Riprendi il testo sulle aziende e i genitori che lavorano e scrivi il seguito a partire dall'ultima frase.

◆ **Testo da analizzare**:
%%

Le aziende non sono allineate alle esigenze dei lavoratori

Ci sono persone che di figli non ne vogliono e hanno meno timore di un tempo a dichiararlo. Una scelta sulla quale non è ovviamente lecito intervenire, dato che non ci troviamo, almeno per ora, in un regime distopico. C'è però tutta una fascia di persone che i figli li vorrebbe, o che magari ne vorrebbe più d'uno, ma ha come principali ostacoli gli elementi sopra citati, economico in primis (e con l'inflazione attuale il problema non può che acuirsi). Una conferma netta e chiara arriva dalla ricerca presentata da Plasmon “Le aziende e la natalità: le azioni per sostenere genitori lavoratori”. Secondo l'indagine, 1 lavoratore su 3 (31,5%) vorrebbe allargare la propria famiglia, ma il 64% non riesce a bilanciare vita professionale e privata. Il 41% circa afferma, addirittura, di percepire che venga richiesto loro di mettere il lavoro prima della famiglia, lavorando più ore rispetto a quanto contrattualizzato o sentendosi obbligati ad accettare promozioni e trasferimenti per non mettere a rischio le proprie possibilità di carriera. Solo il 35% circa dei collaboratori valuta che sia facile bilanciare lavoro e vita familiare, trovando i manager solidali nei confronti delle responsabilità genitoriali dei dipendenti. A livello generale, invece, il 53,1% dei lavoratori afferma che la sua azienda non risponde o risponde solo in parte alle esigenze dei genitori.

%%

◆ **Voci salvate**:
%%

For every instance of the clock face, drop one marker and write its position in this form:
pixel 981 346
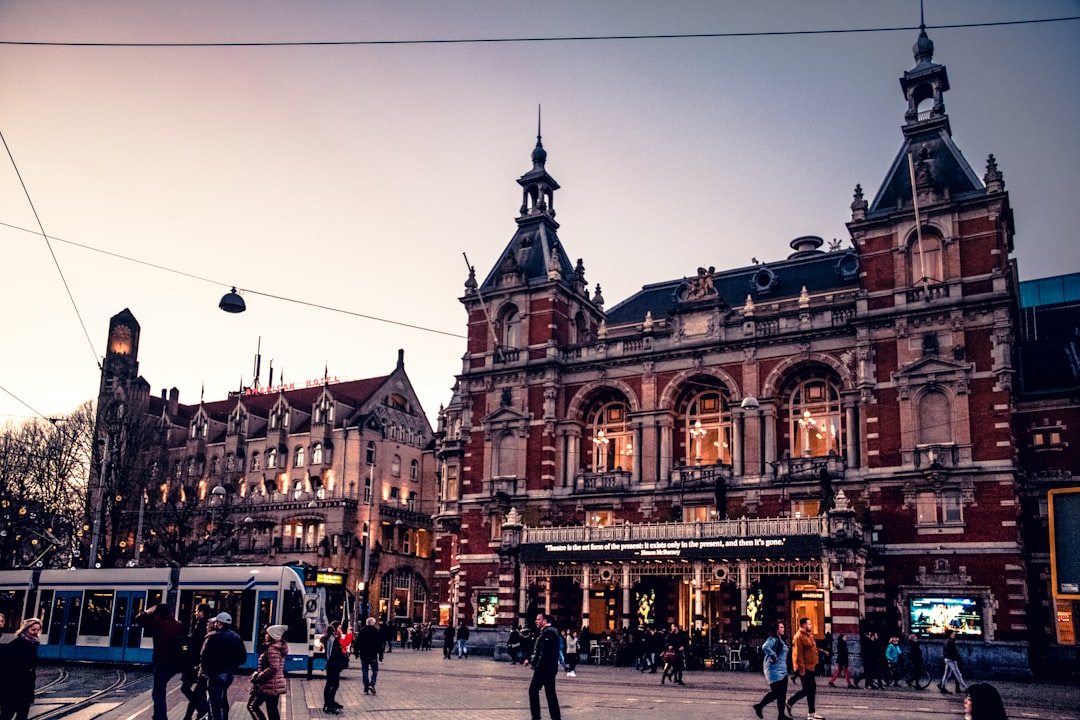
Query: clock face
pixel 120 340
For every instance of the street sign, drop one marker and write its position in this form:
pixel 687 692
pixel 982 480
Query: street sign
pixel 312 607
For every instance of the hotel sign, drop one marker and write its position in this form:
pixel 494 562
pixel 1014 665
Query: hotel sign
pixel 698 548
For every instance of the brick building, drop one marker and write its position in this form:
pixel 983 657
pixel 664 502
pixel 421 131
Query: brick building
pixel 826 435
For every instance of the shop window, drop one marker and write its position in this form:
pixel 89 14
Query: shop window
pixel 709 430
pixel 612 443
pixel 814 419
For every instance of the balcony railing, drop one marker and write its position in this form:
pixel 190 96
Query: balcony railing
pixel 612 481
pixel 699 476
pixel 770 527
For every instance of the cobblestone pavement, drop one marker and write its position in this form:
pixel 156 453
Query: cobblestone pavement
pixel 422 685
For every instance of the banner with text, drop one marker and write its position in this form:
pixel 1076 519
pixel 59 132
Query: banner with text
pixel 694 548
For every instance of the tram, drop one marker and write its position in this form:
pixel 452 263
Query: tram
pixel 86 614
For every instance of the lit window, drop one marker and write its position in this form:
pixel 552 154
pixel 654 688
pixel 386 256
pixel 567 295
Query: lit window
pixel 612 444
pixel 814 419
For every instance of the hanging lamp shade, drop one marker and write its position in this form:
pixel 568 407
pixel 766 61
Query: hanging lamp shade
pixel 231 302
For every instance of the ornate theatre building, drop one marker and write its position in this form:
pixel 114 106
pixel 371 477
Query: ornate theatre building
pixel 824 435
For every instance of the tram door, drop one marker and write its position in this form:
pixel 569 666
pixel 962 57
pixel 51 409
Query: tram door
pixel 125 638
pixel 64 624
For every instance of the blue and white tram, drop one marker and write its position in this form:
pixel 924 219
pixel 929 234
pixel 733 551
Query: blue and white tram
pixel 86 614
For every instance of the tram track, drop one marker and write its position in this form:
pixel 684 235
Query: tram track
pixel 119 682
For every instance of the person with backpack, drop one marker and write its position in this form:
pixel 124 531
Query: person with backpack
pixel 223 654
pixel 167 659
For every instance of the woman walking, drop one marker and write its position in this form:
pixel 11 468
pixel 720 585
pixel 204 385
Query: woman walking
pixel 21 673
pixel 775 671
pixel 268 681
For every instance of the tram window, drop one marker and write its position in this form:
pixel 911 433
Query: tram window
pixel 44 607
pixel 11 608
pixel 96 613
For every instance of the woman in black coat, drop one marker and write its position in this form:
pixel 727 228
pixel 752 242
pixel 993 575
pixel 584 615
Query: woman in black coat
pixel 21 671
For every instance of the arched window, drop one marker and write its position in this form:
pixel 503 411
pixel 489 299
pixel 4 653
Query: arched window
pixel 928 263
pixel 709 429
pixel 511 322
pixel 504 460
pixel 612 444
pixel 814 419
pixel 935 418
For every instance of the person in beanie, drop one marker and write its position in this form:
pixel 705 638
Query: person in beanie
pixel 21 671
pixel 268 681
pixel 167 659
pixel 223 653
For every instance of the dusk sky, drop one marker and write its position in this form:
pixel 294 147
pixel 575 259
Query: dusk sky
pixel 355 176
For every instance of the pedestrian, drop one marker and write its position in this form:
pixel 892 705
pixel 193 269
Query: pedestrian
pixel 19 676
pixel 544 663
pixel 223 654
pixel 335 661
pixel 268 681
pixel 805 662
pixel 983 702
pixel 842 660
pixel 571 653
pixel 448 641
pixel 192 684
pixel 463 640
pixel 369 651
pixel 167 659
pixel 952 656
pixel 775 671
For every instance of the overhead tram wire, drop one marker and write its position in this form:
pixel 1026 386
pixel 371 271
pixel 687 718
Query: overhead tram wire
pixel 243 289
pixel 56 261
pixel 583 38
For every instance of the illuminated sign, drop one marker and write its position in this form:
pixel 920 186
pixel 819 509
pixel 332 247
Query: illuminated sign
pixel 661 549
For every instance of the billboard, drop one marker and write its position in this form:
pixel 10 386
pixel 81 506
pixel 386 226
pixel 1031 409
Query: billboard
pixel 1064 507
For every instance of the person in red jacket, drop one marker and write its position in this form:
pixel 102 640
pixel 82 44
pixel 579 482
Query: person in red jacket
pixel 167 634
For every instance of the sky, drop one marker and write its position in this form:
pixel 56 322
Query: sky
pixel 354 177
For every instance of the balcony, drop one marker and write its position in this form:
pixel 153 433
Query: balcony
pixel 747 528
pixel 801 470
pixel 689 477
pixel 611 481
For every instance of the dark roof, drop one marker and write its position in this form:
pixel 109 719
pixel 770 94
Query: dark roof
pixel 819 272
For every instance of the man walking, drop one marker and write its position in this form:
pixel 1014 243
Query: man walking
pixel 544 662
pixel 369 650
pixel 805 662
pixel 167 634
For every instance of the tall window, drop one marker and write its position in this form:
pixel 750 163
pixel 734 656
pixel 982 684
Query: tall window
pixel 814 419
pixel 612 443
pixel 709 429
pixel 928 263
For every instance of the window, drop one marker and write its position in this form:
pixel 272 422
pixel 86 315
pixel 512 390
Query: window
pixel 504 463
pixel 935 419
pixel 943 508
pixel 814 419
pixel 926 266
pixel 612 445
pixel 709 429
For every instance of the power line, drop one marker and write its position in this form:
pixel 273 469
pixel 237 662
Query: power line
pixel 227 285
pixel 582 38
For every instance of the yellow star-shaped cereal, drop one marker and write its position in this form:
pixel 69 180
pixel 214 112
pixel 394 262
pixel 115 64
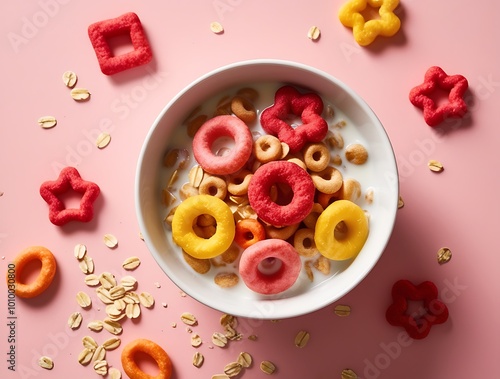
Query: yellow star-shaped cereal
pixel 365 31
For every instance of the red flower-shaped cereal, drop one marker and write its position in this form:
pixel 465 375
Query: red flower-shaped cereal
pixel 436 78
pixel 69 179
pixel 419 323
pixel 288 101
pixel 127 24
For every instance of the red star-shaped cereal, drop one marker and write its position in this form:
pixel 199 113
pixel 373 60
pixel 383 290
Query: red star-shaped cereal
pixel 419 323
pixel 127 24
pixel 69 179
pixel 436 78
pixel 288 101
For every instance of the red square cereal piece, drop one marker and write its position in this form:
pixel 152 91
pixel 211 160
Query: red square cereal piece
pixel 130 24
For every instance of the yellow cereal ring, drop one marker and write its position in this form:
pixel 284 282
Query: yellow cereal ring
pixel 356 234
pixel 365 31
pixel 184 235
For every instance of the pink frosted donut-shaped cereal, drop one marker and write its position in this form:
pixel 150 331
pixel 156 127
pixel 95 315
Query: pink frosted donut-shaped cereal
pixel 220 127
pixel 287 173
pixel 270 266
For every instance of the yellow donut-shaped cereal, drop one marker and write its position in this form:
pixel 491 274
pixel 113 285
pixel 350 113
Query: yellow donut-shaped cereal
pixel 184 235
pixel 356 234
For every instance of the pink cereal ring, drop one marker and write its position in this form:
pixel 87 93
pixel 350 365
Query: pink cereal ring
pixel 219 127
pixel 287 173
pixel 270 266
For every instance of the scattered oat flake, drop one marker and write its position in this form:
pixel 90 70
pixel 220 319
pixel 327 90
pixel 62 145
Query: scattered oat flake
pixel 131 263
pixel 443 255
pixel 47 122
pixel 80 94
pixel 435 166
pixel 313 33
pixel 216 27
pixel 103 140
pixel 110 240
pixel 69 79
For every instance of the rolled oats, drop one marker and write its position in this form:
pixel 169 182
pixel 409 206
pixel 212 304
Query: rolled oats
pixel 85 356
pixel 83 299
pixel 75 320
pixel 95 326
pixel 92 280
pixel 232 369
pixel 146 299
pixel 219 339
pixel 47 122
pixel 443 255
pixel 89 343
pixel 196 340
pixel 69 79
pixel 313 33
pixel 435 166
pixel 131 263
pixel 80 94
pixel 101 367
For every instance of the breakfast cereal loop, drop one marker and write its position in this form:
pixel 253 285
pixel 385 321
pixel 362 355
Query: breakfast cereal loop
pixel 366 31
pixel 218 127
pixel 248 232
pixel 270 266
pixel 349 245
pixel 151 349
pixel 185 236
pixel 45 277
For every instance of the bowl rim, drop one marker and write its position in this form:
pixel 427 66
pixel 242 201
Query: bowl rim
pixel 275 313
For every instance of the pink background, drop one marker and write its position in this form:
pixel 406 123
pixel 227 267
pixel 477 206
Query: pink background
pixel 457 208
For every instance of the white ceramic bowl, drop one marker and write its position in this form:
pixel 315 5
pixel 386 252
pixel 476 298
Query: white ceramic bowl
pixel 379 176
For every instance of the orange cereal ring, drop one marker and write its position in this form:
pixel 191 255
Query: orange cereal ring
pixel 45 277
pixel 316 156
pixel 325 199
pixel 214 186
pixel 184 235
pixel 248 231
pixel 243 109
pixel 303 241
pixel 354 238
pixel 267 148
pixel 151 349
pixel 237 184
pixel 327 181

%%

◆ **Risposta**:
Sul fronte del welfare, il 23,5% delle aziende prevede soltanto un'iniziativa e il 26,1% non ne prevede nemmeno una, ma il dato forse più rilevante è che, anche chi sembra impegnarsi di più in tal senso, non lo fa con rilevanza rispetto alle reali esigenze dei lavoratori (molto marketing e poco arrosto, insomma). In prima posizione tra le richieste, ad esempio, c’è l’orario di lavoro flessibile, richiesto dal 73,8% dei dipendenti (ma adottato solo dal 36,9% delle imprese), a seguire i permessi retribuiti per le visite mediche dei figli, giudicati utili dal 70,8% dei rispondenti (e messi in campo dal 28,6% delle aziende), e i check-up per lo stato di salute (considerati utili dal 68,6% dei lavoratori e adottato dal 22,9% delle imprese). Quarto e quinto posto di questa speciale classifica sono occupati da asili aziendali (66,3% vs 8,3%) e congedi genitoriali più estesi (65,3% vs 14,8%).
Una situazione complessiva che le aziende non devono sottovalutare. Si è finalmente capito (forse) che fare figli non è una mera scelta privata, ma ha un impatto sulla collettività, della quale gli stessi datori di lavoro fanno parte. Il tema, tuttavia, è cruciale anche perché si lega a quello del capitale umano dell'azienda e dei talenti. Non è un caso che le grandi dimissioni siano seguite a un periodo di pandemia durante il quale molte persone hanno capito che una vita familiare di qualità è fonte primaria di benessere.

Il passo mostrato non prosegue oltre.